::: ENTRIES SUPPLIED :::
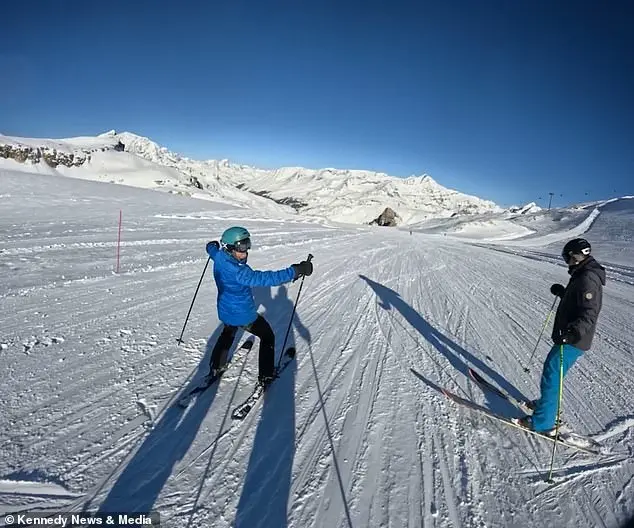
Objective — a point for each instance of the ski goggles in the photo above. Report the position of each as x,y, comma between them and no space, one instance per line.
241,246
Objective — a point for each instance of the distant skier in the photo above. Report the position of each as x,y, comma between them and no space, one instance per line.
236,305
574,327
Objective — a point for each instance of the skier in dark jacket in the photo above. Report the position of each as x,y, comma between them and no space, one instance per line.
573,329
236,306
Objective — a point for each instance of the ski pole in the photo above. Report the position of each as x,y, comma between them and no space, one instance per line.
550,314
180,339
560,397
290,323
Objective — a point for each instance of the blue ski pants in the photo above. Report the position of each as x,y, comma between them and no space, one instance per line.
545,414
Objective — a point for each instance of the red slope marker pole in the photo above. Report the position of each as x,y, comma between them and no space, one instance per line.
:::
▶ [THE TASK]: Copy the data exactly. Pictures do not belong in the copy.

▶ [TASK SOLUTION]:
Objective — a point for each instance of the ski goggles in the photo above. Report the position of each as x,y, comma between them and no space, one instance per line.
241,246
Objective — a point for each instance of the distant skier in the photo above. Report the position of each as x,y, comma between them and no space, one instance per line.
236,305
574,327
Objective — a point for each instance of the skier in dark jacket in the photo above. Report the position of each as x,y, comma between them and no space, one instance per line.
573,329
236,306
Objective — a point for each instance of the ski pole in the photo above. Report the position of each as x,y, comma between them and no space, one instance per line.
550,314
180,339
560,397
290,323
Objective — a point for each instance of the blue ski pants in the photo above. Report the position of each as x,y, comma between them and no space, one instance per line.
545,414
Objective — a point for each instance of the red slope marker pole in the photo above. Report the position of each as x,y, comma between them and no space, one instance per line.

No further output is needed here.